▸ **Text shown**:
Thank you, Raymond. Revenue trends in the first quarter came in largely as expected in each of our product categories, although our performance in germanium substrate and raw material outperformed our plan. With our industry continuing to evolve, both in terms of the customer landscape and technology trends, we experienced a continuation of the softness in semi-insulating gallium arsenide substrates that we began to see in second half of 2012. However, we are seeing renewed growth in our semiconducting gallium arsenide substrates, as well as improving demand for our indium phosphide substrates. Germanium substrates, too, was seeing a very good growth, as well as raw material. While the changes to the wireless side of our business have been challenging, we remain optimistic that new opportunities, coupled with improving market conditions in other product lines, will allow us to drive improved results in 2013. As expected, we saw a decline in our wireless revenue in Q1, as we've seen seasonally normal, and also in keeping up with the customer behavior who we have been monitoring over the past few quarters. For the first time in many years, no customer represented 10% or greater of our revenue in Q1. However, we were pleased to see solid performance from a returning customer and better revenue diversification in this area of our business. As we discussed last quarter, the customer base for wireless RF devices is undergoing major changes and consolidation. We have been very focused on working with customers to complete ongoing qualifications and positioning AXT for greater penetration in strategic accounts. We're pleased by our performance in customer qualifications where our substrate have had some key successes but continue to work through the business impediments that have limited ourselves to this point. In addition to the landscape change, the wireless industry is…

Raymond A. Low

Analyst

Thank you, Morris. In the second quarter, we are expecting to see total revenues of between $22 million and $24 million. We are expecting net loss in the first -- in the second quarter of between $0.05 to $0.07 per share based on approximately 32.4 million common shares outstanding. This concludes our prepared comments. We're now happy to answer your questions.

Operator

Operator

[Operator Instructions] We'll hear first from Edwin Mok with Needham & Company. Edwin Mok - Needham & Company, LLC, Research Division: So first question I have is regarding your comment, Morris, on semi-insulating gas substrate, and you mentioned that customers are kind of changing technology. Are you referring to customer or end customers trying to adopt more silicon-based wireless front end? Or are you talking about this BiHEMT change? I'm just trying to be very clear on that.

Dataset entries:
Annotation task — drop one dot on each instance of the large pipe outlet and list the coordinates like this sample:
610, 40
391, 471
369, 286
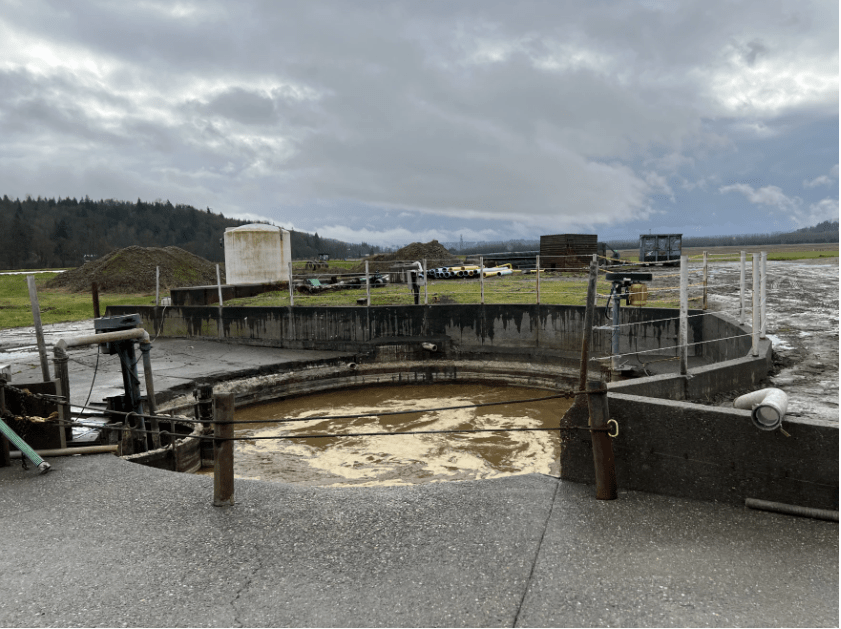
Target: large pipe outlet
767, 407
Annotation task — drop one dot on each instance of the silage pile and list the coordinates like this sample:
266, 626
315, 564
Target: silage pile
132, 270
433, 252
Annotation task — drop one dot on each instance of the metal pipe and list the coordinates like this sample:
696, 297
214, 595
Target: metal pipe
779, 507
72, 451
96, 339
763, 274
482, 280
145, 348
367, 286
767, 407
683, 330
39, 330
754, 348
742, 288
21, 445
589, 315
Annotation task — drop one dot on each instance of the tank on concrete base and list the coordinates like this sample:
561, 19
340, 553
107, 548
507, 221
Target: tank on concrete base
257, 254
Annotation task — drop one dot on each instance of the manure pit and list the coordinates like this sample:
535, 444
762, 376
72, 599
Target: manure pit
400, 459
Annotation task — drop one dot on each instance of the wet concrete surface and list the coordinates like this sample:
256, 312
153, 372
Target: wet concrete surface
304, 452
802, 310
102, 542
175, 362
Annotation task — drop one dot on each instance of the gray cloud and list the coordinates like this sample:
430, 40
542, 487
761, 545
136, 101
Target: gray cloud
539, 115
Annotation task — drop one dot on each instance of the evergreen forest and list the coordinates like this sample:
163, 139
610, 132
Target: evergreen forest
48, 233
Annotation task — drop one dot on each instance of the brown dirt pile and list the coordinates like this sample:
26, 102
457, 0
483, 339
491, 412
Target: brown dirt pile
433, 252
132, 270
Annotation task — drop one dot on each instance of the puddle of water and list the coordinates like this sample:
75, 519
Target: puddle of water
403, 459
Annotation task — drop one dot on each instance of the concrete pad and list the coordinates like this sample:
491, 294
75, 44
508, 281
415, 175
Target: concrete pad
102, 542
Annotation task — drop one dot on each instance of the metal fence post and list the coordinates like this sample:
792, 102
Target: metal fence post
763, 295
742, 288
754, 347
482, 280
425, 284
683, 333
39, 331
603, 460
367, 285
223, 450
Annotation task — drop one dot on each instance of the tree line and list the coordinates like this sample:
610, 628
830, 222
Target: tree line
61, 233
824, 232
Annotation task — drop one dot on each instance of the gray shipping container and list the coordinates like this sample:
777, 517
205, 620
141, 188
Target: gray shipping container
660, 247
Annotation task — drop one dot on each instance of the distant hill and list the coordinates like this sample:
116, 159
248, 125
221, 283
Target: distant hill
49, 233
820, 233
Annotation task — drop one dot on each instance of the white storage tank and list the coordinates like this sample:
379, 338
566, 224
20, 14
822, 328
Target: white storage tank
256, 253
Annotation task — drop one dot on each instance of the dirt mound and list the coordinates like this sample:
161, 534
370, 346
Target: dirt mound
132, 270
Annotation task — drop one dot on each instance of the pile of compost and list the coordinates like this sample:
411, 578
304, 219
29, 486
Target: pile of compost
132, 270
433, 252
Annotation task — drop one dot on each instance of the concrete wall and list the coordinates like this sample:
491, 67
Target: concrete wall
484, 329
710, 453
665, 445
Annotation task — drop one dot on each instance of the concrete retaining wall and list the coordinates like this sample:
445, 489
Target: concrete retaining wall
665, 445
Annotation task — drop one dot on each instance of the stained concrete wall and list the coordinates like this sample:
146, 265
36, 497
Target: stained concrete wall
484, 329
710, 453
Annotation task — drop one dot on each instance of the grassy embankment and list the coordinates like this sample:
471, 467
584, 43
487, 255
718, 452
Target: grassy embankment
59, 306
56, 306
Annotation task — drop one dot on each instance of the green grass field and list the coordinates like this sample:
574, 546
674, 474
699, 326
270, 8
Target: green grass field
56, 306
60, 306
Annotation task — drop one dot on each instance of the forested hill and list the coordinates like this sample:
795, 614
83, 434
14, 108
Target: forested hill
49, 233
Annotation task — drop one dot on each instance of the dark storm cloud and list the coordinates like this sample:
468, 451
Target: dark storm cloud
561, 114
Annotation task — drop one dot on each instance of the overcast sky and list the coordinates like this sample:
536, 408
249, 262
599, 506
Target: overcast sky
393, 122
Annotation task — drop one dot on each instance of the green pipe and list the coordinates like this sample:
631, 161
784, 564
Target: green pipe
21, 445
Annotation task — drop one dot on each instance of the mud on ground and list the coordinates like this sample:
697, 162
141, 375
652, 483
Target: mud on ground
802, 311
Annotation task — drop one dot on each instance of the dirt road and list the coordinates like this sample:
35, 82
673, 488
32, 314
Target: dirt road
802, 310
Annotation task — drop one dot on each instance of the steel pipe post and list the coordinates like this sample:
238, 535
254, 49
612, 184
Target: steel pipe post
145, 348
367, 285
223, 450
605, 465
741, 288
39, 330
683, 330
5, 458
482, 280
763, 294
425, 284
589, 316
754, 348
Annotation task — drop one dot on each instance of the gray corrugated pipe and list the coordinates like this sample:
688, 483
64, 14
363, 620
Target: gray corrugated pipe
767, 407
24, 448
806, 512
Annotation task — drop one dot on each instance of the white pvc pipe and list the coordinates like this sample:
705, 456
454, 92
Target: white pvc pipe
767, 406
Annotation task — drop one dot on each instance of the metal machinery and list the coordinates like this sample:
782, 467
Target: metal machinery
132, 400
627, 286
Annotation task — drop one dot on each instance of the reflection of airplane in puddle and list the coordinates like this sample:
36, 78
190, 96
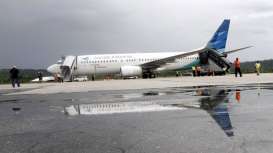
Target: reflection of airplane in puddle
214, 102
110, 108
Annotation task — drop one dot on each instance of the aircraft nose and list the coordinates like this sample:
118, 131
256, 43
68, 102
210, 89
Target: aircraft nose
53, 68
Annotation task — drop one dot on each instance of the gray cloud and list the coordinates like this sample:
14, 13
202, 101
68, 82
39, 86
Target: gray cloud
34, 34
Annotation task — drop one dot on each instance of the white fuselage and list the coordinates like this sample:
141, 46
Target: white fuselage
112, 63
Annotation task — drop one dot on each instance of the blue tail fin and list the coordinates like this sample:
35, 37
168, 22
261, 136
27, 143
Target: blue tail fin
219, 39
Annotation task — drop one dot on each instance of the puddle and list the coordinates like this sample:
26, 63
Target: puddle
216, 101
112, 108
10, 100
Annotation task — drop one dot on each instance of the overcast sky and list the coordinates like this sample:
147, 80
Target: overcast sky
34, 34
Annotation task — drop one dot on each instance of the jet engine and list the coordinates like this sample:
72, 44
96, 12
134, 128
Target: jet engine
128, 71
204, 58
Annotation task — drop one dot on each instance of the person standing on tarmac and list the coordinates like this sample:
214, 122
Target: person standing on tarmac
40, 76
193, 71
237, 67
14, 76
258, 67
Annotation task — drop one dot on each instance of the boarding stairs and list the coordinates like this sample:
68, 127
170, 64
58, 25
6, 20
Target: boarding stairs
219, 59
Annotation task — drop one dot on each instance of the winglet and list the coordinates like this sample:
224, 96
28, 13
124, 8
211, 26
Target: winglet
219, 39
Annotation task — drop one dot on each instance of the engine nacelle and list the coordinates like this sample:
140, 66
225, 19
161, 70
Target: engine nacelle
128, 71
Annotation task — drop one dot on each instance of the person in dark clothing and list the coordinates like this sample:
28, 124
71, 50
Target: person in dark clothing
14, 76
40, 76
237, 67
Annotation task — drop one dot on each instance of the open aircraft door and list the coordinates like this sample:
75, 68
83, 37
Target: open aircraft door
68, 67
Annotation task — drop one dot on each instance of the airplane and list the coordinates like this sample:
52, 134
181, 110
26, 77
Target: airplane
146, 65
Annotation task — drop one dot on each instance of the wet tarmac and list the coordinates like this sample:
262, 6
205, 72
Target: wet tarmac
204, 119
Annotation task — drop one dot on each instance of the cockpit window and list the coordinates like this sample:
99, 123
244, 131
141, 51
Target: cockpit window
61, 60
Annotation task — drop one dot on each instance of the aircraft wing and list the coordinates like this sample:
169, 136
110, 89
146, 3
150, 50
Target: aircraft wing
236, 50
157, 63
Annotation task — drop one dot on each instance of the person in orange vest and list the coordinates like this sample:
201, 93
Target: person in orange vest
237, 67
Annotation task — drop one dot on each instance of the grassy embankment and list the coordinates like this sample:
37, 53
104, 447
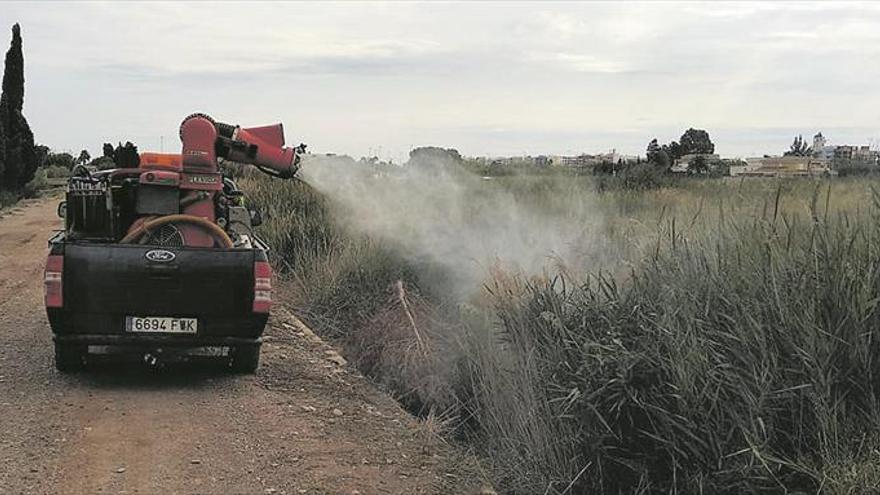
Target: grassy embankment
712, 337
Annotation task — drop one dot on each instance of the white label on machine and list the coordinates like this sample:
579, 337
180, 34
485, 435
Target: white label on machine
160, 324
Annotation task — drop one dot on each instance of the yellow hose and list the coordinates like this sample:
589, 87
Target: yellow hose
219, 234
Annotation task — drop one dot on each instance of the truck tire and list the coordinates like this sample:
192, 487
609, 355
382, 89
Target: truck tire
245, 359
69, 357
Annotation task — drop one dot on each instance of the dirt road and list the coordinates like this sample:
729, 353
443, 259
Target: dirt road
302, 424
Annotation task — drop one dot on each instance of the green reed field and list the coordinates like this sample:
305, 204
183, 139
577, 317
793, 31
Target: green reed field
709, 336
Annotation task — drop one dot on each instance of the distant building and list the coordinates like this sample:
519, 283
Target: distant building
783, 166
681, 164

▸ **Short problem**: Retype the portion of the earnings call transcript from "Raymond A. Low" up to and including "clear on that." word for word.

▸ **Response**:
Raymond A. Low

Analyst

Thank you, Morris. In the second quarter, we are expecting to see total revenues of between $22 million and $24 million. We are expecting net loss in the first -- in the second quarter of between $0.05 to $0.07 per share based on approximately 32.4 million common shares outstanding. This concludes our prepared comments. We're now happy to answer your questions.

Operator

Operator

[Operator Instructions] We'll hear first from Edwin Mok with Needham & Company. Edwin Mok - Needham & Company, LLC, Research Division: So first question I have is regarding your comment, Morris, on semi-insulating gas substrate, and you mentioned that customers are kind of changing technology. Are you referring to customer or end customers trying to adopt more silicon-based wireless front end? Or are you talking about this BiHEMT change? I'm just trying to be very clear on that.